Source data
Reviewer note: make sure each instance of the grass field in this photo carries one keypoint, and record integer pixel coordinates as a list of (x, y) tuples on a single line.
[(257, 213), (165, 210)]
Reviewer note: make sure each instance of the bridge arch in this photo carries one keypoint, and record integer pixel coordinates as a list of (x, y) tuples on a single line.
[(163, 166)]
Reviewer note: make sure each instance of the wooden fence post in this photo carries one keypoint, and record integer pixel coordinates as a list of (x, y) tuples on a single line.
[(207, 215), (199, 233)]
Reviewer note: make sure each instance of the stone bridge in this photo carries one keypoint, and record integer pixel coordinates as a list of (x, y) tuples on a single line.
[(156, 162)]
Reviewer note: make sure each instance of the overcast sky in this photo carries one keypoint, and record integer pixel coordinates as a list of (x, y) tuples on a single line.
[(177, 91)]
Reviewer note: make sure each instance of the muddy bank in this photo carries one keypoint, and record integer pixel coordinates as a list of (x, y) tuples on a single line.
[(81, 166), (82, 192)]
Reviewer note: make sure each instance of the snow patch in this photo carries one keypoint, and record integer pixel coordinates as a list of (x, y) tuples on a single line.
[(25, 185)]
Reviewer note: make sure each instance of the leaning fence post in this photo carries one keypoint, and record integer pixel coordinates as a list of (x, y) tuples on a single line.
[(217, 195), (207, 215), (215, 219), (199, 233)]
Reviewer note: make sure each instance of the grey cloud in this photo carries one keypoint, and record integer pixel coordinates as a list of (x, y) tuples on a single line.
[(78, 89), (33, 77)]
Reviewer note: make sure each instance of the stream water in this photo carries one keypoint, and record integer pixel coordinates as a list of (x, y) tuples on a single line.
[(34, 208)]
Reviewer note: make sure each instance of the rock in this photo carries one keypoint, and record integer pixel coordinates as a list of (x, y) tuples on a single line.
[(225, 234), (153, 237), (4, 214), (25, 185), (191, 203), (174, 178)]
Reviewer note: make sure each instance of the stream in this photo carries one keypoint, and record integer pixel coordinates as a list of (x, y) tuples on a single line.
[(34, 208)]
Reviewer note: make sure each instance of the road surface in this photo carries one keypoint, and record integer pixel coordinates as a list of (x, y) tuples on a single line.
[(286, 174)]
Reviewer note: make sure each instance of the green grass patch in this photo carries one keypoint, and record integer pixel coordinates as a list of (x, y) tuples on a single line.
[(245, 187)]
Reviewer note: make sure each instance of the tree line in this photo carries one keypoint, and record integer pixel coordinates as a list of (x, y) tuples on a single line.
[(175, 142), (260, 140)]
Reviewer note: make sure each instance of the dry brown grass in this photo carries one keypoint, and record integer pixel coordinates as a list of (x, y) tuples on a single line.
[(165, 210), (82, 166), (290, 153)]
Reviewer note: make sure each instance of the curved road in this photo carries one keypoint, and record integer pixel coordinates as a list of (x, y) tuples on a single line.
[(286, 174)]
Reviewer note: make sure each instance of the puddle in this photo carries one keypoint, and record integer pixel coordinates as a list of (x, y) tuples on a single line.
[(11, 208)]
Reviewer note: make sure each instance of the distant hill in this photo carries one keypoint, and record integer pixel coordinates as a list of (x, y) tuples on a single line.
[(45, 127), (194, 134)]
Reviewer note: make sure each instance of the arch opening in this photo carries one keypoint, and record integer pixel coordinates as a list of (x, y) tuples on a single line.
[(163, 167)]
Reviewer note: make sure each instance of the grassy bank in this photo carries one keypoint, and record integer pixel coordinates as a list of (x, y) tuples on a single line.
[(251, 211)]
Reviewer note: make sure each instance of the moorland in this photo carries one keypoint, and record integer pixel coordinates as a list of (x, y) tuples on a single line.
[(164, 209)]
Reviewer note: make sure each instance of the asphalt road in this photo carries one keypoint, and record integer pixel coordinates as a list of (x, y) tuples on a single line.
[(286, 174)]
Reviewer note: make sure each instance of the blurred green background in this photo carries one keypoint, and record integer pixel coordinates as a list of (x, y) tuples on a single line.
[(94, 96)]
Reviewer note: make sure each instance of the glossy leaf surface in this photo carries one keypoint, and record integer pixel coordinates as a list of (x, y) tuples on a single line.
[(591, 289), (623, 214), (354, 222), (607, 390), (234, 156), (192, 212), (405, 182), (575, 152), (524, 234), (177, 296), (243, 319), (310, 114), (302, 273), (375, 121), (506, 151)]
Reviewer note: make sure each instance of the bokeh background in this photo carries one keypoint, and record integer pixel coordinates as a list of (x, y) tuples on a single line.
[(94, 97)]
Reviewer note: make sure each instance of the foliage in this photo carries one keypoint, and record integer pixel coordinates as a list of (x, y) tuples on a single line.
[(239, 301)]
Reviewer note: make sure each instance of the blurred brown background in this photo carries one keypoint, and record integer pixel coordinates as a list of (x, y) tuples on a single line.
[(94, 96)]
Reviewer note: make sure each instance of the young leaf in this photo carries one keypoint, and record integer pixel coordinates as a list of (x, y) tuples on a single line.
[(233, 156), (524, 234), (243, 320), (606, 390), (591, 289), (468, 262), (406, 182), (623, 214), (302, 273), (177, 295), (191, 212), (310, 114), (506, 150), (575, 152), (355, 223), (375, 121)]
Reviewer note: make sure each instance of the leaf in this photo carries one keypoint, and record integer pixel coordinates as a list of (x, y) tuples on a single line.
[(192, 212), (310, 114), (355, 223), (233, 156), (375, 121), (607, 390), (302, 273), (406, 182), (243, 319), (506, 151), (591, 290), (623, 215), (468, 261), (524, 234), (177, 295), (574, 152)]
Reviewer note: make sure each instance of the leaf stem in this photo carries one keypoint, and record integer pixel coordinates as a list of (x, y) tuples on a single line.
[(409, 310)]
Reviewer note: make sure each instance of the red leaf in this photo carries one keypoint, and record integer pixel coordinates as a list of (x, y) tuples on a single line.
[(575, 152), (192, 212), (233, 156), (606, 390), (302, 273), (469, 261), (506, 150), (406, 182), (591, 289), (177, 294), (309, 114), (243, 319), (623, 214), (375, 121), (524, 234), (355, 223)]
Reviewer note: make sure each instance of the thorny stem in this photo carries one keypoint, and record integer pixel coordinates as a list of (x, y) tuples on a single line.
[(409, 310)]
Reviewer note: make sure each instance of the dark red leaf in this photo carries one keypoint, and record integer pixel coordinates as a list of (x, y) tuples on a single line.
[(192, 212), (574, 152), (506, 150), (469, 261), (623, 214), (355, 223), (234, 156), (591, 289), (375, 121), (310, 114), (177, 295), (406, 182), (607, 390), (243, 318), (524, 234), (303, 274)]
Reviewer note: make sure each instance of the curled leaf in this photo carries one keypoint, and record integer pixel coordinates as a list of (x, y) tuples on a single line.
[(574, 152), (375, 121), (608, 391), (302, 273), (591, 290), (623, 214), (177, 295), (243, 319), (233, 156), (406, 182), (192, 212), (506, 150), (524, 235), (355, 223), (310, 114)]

> _Problem_:
Would you repeat all of the data above, word for word?

> _Response for this exercise_:
Reviewer note: make sure each instance of the grass field in this photo carries one keypoint, and record integer pixel coordinates as a list of (x, y) tuples on a single line.
[(257, 213), (165, 210)]
Reviewer note: make sure each instance of the bridge arch in this photo carries one keypoint, and record integer pixel coordinates as a list of (x, y) tuples on a single line.
[(163, 166)]
Reviewer note: make sure each instance of the wooden fence post in this photo carries one keypoint, and record integer pixel coordinates as a list of (x, y) tuples on a single line.
[(207, 215), (199, 233)]
Reviewer note: make sure each instance of the stone bridge in this photo carries one keypoint, and record integer pixel coordinates as a list of (x, y) tuples on a single line.
[(156, 162)]
Reviewer note: make sure each instance of the overcast sky in this photo carries one keypoint, and record integer pixel coordinates as a list of (x, y) tuples on a single line.
[(177, 91)]
Reviewer note: make sure each instance of the muddy bank in this photo carries one keypoint, and record integer pixel coordinates as a list of (x, y) tuples on a single line.
[(81, 166), (82, 192)]
Reviewer note: make sure each instance of the snow patch in this photo carries one keypoint, and record integer pixel coordinates as a list of (x, y) tuples on a single line.
[(25, 185)]
Reviewer note: make sure each instance of the leaning fence post in this photo carries one keypoint, and record integer pixel coordinates as a list of (x, y) tuples on a single line.
[(217, 195), (207, 215), (215, 219), (199, 233)]
Reviewer note: make sure each instance of the grey cloud in this photo carries one keypoint, and record integer pixel coordinates as a list of (x, y) tuples on a single line.
[(78, 89), (33, 77)]
Reviewer note: make sure each instance of the stream water in this photo carries one keypoint, and record integer pixel coordinates as a list of (x, y) tuples on a single line.
[(34, 208)]
Reviewer note: make sure each instance of the rock in this photo carries one keypoint, and record integer pixel coordinates as a list of (x, y) tuples on a single line.
[(225, 234), (153, 237), (4, 214), (25, 185), (191, 203), (174, 178)]
Reviewer note: make sure each instance of the stream in this photo carries one keypoint, and record integer pixel coordinates as a list of (x, y) tuples on a single line.
[(34, 208)]
Reviewer note: make sure each instance of the road surface in this photo carries one keypoint, and record integer pixel coordinates as a list of (x, y) tuples on a single line.
[(286, 174)]
Reviewer note: make sure each instance of the green grass patch in this photo carries one keypoint, and record integer pixel coordinates as a list of (x, y) tuples on a single line.
[(245, 187)]
Reviewer note: make sure each instance of the tree line in this photo carries one keypoint, and record integer pixel coordinates as a list of (x, y) tuples on a single line.
[(175, 142), (260, 140)]
Reviewer note: make sure each instance of the dry brown grass in this photo carries one keypoint, and record integer pixel coordinates as a list of (x, y) tuples on a single line.
[(165, 210), (82, 166), (290, 153)]
Reviewer note: make sure each instance of the curved road in this photo carries one keypoint, and record integer pixel coordinates as a list of (x, y) tuples on a single line.
[(286, 174)]
Reviewer note: make sure each instance of the puddle in this photo carries one keypoint, and record integer pixel coordinates as a list of (x, y) tuples on a single line.
[(11, 208)]
Reviewer note: make sure each instance of the distant hill in this photo carries one keypoint, and record integer pixel coordinates as a list of (x, y) tuples on a single line.
[(45, 127), (194, 134)]
Reviewer note: make sure each instance of the arch opening in this photo carries one keypoint, and record integer pixel coordinates as a list of (x, y) tuples on a single line.
[(163, 167)]
Reviewer note: make sure each instance of the grassy bank in this photo carries one keypoint, and record integer pixel coordinates as a list of (x, y) tuples on a single line.
[(251, 211)]
Reviewer note: make sure each instance of the moorland in this photo carries one keypoint, and record integer pixel coordinates as a list of (x, y) tuples on a single line.
[(164, 209)]
Reviewer note: make sure each instance of the asphalt road in this photo carries one keypoint, and record integer pixel coordinates as a list of (x, y) tuples on a single line.
[(286, 174)]
Reviewer note: make sure each instance of the blurred green background in this photo carries one keypoint, and record integer pixel coordinates as a list of (x, y) tuples on a single line.
[(94, 96)]
Reviewer note: make sure each instance of the glossy leaf surface in this photo carries one keypoint, and record integer pixel coordinates as a list of (x, y) tuples on a single line.
[(591, 289), (623, 214), (354, 222), (607, 390), (234, 156), (192, 212), (405, 182), (575, 152), (524, 234), (177, 296), (243, 319), (310, 114), (302, 273), (375, 121), (506, 151)]
Reviewer note: make sure each instance of the bokeh background in this photo carries one keypoint, and record integer pixel coordinates as a list of (x, y) tuples on a single line.
[(94, 97)]
Reviewer note: make sure each instance of the foliage in this photo carries one keypoint, and record integer pixel coordinates as a list of (x, y) tuples on a single line.
[(239, 301)]
Reviewer note: make sure each instance of the blurred brown background in this photo carries one keypoint, and record integer pixel coordinates as a list of (x, y) tuples on a single line.
[(94, 96)]
Reviewer note: make sure each instance of the young leaf in this photo carries one keypoint, and record integer pixel coordinates as a list of (x, y) tuples on a single line.
[(233, 156), (524, 234), (243, 320), (606, 390), (591, 289), (468, 262), (406, 182), (623, 214), (302, 273), (177, 295), (191, 212), (310, 114), (506, 150), (575, 152), (355, 223), (375, 121)]
Reviewer note: make sure each instance of the leaf in this photo carries one keypoint, and record integer pixel coordinates as a list of (x, y) tuples on a single line.
[(192, 212), (310, 114), (355, 223), (233, 156), (375, 121), (607, 390), (302, 273), (406, 182), (243, 319), (506, 151), (591, 290), (623, 215), (468, 261), (524, 234), (177, 295), (574, 152)]
Reviewer note: make sure each instance of the leaf stem in this photo carries one keypoint, and record integer pixel coordinates as a list of (x, y) tuples on a single line.
[(409, 310)]
Reviewer note: make sure each instance of the red leaf in this photo carries one keypoint, and record integer pixel coordinates as a list of (x, y) tuples on a single line.
[(575, 152), (192, 212), (233, 156), (606, 390), (302, 273), (469, 261), (506, 150), (406, 182), (591, 289), (177, 294), (309, 114), (243, 319), (623, 214), (375, 121), (524, 234), (355, 223)]
Reviewer note: make sure each instance of the thorny stem in this photo carries one keypoint, and record integer pixel coordinates as a list of (x, y) tuples on a single line.
[(409, 310)]
Reviewer note: make sure each instance of the dark red leaf in this photo carries one keypoint, and record integer pixel coordinates as a list of (x, y) tuples on a single line.
[(192, 212), (574, 152), (506, 150), (469, 261), (623, 214), (355, 223), (234, 156), (591, 289), (375, 121), (310, 114), (177, 295), (406, 182), (607, 390), (243, 318), (524, 234), (303, 274)]
Reviewer note: make sure each instance of the curled leaf in this photo carries one keypoint, and record integer pixel coordinates as a list of (x, y) tuples on a single line.
[(574, 152), (375, 121), (608, 391), (302, 273), (591, 290), (623, 214), (177, 295), (243, 319), (233, 156), (406, 182), (192, 212), (506, 150), (524, 235), (355, 223), (310, 114)]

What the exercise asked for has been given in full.